# Exercise
Copy out every line of the records below, starting with the line that contains "Verify that every instance of the handwritten orange" and going on through the end of the records. Include the lines that are not answers, and add 85 to each x and y coordinate in the answers.

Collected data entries
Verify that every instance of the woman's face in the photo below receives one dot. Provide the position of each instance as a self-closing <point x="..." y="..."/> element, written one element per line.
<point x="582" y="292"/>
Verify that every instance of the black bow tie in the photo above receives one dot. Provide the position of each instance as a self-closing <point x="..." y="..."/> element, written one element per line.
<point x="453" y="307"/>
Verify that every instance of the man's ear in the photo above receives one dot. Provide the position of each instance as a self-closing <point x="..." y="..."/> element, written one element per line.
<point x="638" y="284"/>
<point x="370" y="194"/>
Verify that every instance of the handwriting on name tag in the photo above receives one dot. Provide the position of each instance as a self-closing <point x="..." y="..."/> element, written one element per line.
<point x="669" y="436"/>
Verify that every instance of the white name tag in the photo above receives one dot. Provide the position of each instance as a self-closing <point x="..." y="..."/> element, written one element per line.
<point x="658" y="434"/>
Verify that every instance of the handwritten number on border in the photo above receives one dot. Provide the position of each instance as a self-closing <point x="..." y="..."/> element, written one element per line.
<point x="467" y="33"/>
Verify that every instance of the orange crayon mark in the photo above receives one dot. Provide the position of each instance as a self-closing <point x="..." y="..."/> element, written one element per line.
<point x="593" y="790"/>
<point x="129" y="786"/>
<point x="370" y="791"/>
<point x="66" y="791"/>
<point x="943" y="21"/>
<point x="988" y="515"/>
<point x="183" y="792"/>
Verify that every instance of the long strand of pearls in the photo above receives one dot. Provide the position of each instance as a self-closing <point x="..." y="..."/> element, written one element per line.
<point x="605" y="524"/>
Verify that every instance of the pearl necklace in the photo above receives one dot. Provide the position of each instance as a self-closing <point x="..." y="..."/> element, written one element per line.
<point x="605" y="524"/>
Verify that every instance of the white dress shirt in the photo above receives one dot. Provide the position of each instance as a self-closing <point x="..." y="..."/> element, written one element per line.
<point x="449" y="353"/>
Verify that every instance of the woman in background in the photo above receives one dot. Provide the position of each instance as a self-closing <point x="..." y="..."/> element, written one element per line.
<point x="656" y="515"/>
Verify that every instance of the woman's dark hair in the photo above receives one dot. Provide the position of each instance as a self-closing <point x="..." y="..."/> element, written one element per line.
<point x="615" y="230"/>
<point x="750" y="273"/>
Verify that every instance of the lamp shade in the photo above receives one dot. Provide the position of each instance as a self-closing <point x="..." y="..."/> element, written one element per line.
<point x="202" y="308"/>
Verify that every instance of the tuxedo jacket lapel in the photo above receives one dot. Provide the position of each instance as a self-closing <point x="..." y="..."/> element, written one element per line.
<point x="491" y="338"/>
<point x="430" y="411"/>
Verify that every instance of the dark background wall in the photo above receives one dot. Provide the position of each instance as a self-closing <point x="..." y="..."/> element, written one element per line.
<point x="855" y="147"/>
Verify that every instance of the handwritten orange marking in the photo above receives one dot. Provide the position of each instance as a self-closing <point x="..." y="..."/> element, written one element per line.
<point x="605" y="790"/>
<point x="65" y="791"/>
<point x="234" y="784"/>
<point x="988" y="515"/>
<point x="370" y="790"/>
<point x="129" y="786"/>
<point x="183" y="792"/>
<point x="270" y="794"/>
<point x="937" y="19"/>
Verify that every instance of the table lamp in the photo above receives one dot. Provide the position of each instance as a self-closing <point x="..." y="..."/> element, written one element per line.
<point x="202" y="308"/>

# Response to this task
Verify that every instance of the handwritten orange marking in the photo above receives one dot. Provide the position of each instance as a self-closing <point x="..." y="..."/> element, written one element per line.
<point x="690" y="875"/>
<point x="150" y="876"/>
<point x="319" y="869"/>
<point x="1073" y="600"/>
<point x="455" y="875"/>
<point x="214" y="871"/>
<point x="268" y="877"/>
<point x="355" y="879"/>
<point x="1022" y="104"/>
Verify that every instance of the table lamp in the photo above receives one dot. Provide the position of each instance as a self-closing <point x="..." y="..."/> element, written one element per line.
<point x="287" y="393"/>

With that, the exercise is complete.